Records:
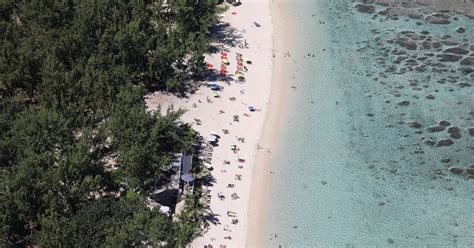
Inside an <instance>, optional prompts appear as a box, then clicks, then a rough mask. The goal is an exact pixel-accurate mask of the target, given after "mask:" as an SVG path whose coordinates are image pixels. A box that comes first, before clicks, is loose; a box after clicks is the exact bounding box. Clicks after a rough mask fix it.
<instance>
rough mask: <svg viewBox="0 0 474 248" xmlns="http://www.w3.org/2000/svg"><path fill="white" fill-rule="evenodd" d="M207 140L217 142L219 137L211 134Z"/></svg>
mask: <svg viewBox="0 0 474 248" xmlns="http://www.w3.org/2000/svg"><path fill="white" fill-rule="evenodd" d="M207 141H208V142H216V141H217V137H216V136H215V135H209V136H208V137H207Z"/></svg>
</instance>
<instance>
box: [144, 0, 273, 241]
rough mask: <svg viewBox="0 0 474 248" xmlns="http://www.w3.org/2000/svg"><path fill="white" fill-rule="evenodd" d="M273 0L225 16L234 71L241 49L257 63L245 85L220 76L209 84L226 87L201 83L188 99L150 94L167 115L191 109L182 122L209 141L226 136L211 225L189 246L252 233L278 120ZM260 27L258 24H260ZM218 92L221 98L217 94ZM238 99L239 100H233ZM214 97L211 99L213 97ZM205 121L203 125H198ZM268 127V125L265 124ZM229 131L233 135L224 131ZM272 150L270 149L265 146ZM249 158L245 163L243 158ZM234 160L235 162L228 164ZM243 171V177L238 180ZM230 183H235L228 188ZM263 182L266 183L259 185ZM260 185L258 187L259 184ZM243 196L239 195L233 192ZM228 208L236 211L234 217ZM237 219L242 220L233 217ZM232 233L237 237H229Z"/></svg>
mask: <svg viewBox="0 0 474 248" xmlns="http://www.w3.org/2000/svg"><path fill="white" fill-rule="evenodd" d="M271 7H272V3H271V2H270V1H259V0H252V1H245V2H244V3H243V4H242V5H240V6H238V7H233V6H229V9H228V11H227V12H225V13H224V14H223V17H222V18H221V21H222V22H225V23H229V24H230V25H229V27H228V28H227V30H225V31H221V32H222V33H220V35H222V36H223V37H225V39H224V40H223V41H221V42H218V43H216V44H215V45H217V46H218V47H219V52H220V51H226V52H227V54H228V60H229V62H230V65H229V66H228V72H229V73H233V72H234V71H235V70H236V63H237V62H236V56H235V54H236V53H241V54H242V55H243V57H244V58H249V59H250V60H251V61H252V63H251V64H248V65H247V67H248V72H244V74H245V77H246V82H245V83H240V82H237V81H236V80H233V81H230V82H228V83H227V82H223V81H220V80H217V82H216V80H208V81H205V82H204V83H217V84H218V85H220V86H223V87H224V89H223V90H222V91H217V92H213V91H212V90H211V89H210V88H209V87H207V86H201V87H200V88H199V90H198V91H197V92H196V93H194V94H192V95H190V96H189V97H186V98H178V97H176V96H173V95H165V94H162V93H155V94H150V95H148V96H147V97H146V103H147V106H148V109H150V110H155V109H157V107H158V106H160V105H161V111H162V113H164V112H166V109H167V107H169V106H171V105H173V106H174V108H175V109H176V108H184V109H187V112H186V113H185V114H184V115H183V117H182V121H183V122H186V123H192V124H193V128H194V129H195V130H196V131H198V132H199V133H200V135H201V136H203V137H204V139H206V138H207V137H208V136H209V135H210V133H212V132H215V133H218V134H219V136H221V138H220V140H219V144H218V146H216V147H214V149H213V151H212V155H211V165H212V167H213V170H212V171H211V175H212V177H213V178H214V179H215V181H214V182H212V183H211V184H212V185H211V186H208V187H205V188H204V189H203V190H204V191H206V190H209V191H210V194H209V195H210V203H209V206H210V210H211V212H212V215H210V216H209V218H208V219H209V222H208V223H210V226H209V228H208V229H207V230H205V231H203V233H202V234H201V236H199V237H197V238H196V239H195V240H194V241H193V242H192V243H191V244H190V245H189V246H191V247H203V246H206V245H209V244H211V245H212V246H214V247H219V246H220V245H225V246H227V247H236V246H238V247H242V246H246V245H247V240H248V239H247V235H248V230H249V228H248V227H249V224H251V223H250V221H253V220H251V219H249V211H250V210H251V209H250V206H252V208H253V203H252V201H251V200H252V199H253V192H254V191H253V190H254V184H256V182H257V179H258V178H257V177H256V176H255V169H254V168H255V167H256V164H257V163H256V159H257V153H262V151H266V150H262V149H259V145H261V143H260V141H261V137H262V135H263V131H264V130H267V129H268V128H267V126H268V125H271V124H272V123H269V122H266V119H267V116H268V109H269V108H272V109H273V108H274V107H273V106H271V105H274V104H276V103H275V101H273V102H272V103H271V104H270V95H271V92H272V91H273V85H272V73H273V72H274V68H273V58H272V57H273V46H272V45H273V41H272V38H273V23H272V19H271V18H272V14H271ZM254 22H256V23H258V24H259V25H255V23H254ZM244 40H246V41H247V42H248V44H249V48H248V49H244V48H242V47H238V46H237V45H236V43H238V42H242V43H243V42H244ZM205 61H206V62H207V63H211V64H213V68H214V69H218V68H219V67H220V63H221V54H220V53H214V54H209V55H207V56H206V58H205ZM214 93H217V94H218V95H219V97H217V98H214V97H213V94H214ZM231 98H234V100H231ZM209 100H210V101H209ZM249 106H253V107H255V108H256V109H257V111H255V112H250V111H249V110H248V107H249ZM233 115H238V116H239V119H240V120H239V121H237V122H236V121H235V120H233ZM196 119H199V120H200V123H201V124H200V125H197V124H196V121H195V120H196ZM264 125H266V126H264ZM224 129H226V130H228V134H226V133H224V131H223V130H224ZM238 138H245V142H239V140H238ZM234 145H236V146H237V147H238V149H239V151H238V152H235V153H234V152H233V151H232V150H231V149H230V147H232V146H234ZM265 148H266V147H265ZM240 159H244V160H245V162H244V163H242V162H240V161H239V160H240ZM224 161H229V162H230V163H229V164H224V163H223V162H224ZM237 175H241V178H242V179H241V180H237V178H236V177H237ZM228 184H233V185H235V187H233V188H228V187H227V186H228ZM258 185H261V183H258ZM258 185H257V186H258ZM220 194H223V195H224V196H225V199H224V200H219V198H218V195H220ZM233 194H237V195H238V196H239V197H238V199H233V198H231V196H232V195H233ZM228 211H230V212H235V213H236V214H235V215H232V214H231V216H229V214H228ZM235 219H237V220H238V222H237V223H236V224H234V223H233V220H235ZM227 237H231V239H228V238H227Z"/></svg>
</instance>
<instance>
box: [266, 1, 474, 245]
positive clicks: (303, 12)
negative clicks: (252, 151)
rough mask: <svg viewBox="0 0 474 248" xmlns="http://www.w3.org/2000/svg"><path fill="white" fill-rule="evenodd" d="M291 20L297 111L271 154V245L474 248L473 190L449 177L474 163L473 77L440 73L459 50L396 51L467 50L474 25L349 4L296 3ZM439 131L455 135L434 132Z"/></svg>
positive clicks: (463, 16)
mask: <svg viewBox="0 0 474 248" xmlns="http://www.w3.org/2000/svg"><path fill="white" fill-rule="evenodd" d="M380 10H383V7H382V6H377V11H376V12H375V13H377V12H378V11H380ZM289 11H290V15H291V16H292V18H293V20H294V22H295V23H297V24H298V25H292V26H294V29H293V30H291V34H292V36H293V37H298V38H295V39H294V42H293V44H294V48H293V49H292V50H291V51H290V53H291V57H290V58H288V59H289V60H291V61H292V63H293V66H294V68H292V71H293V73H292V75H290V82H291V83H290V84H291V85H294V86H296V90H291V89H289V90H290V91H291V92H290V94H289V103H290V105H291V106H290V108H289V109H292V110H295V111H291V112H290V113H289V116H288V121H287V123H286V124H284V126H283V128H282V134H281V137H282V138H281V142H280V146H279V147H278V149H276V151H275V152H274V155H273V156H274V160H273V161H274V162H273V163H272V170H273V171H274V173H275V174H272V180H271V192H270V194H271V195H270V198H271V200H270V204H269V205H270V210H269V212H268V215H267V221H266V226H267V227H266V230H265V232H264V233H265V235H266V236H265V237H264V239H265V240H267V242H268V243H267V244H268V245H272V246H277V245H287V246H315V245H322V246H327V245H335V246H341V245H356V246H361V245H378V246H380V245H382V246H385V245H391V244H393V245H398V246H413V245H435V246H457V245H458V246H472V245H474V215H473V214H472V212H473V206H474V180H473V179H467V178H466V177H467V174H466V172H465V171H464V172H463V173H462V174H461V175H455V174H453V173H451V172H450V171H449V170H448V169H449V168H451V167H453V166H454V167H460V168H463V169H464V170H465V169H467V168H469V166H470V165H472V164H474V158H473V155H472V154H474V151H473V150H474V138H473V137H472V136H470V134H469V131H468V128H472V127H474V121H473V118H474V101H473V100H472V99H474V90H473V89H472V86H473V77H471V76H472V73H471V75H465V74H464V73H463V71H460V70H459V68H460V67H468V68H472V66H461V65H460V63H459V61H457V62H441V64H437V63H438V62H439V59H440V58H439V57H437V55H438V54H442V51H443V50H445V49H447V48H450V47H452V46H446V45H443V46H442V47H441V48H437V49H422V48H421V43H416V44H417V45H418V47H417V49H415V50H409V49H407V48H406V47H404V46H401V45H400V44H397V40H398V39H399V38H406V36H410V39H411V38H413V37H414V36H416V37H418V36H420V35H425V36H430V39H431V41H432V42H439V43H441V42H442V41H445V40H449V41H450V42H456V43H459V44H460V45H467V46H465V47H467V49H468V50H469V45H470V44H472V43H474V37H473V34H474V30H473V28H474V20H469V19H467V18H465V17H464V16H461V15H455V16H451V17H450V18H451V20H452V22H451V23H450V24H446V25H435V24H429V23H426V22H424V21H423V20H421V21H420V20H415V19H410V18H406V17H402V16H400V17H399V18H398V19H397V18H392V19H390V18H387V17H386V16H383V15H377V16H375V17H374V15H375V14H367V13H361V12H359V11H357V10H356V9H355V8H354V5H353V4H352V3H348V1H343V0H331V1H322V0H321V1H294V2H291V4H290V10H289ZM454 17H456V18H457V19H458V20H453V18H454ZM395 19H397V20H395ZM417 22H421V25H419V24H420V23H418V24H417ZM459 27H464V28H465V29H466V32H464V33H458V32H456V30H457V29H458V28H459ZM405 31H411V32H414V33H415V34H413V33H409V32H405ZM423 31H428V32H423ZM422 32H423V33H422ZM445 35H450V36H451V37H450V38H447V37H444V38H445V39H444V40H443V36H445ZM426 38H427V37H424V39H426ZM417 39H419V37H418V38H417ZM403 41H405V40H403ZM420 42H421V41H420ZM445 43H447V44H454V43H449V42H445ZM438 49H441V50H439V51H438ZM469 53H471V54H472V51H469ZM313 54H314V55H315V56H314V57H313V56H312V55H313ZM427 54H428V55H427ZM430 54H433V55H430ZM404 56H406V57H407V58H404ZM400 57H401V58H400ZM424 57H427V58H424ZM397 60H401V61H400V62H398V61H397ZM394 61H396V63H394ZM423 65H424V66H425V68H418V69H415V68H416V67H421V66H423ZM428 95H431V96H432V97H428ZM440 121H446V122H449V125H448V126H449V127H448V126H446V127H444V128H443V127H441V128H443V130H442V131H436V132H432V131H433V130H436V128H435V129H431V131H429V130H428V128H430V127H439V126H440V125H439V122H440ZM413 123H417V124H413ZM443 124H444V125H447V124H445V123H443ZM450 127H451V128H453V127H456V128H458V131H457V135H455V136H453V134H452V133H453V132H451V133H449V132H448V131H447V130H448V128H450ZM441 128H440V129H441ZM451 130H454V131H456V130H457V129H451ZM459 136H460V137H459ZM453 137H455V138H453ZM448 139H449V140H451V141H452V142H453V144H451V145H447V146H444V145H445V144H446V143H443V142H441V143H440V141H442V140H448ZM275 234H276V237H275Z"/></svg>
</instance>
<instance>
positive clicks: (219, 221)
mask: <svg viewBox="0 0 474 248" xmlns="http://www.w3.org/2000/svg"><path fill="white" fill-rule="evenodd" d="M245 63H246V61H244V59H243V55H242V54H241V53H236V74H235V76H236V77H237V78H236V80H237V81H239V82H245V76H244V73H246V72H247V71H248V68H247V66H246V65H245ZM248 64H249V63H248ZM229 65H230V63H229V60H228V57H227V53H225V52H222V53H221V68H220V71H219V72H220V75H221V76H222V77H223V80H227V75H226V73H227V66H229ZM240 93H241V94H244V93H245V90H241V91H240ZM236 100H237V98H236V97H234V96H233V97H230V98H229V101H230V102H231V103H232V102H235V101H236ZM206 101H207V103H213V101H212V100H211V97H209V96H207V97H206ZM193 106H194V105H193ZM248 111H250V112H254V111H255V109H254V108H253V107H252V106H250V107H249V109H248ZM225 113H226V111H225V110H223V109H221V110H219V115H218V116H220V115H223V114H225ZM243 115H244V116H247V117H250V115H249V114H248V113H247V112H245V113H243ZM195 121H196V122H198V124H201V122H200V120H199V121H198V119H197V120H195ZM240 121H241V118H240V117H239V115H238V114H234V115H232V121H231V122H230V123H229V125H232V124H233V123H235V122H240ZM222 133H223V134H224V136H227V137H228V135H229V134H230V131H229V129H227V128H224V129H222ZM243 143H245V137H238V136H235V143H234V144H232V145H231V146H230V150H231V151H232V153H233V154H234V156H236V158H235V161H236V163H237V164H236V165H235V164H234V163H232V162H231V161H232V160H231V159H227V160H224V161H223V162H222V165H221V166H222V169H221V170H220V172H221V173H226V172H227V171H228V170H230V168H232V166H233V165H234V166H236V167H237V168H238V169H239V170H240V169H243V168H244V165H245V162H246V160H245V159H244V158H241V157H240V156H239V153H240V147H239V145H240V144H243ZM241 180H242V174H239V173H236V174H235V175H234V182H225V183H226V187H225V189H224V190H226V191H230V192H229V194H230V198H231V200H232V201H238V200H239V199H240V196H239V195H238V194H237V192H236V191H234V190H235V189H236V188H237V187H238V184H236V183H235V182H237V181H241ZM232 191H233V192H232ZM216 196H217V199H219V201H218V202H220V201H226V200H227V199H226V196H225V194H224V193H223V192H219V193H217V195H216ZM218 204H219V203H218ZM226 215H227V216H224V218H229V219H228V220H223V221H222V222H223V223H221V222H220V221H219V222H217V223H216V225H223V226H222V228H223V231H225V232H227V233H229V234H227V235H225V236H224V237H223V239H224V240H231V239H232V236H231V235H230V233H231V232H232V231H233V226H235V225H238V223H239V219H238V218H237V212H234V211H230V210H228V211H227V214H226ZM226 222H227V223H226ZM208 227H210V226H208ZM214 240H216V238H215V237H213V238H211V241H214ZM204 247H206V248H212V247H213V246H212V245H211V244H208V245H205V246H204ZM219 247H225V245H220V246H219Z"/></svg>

Exercise prompt: Would you reproduce the lines above, from the very first through the line containing "box: [144, 0, 273, 241]", exactly and without the pictures?

Written answer:
Inside an <instance>, optional prompts appear as a box, then clicks, then a rough mask. The goal is an exact pixel-accurate mask of the target, given after "mask:" as an SVG path whose coordinates are image pixels. A box that comes first, before clicks, is loose; a box after clicks is the exact bounding box. Clicks after a rough mask fix it.
<instance>
rough mask: <svg viewBox="0 0 474 248" xmlns="http://www.w3.org/2000/svg"><path fill="white" fill-rule="evenodd" d="M207 140L217 142L219 137L211 134Z"/></svg>
mask: <svg viewBox="0 0 474 248" xmlns="http://www.w3.org/2000/svg"><path fill="white" fill-rule="evenodd" d="M207 141H208V142H216V141H217V137H216V136H215V135H209V136H208V137H207Z"/></svg>
</instance>
<instance>
box: [144, 0, 273, 241]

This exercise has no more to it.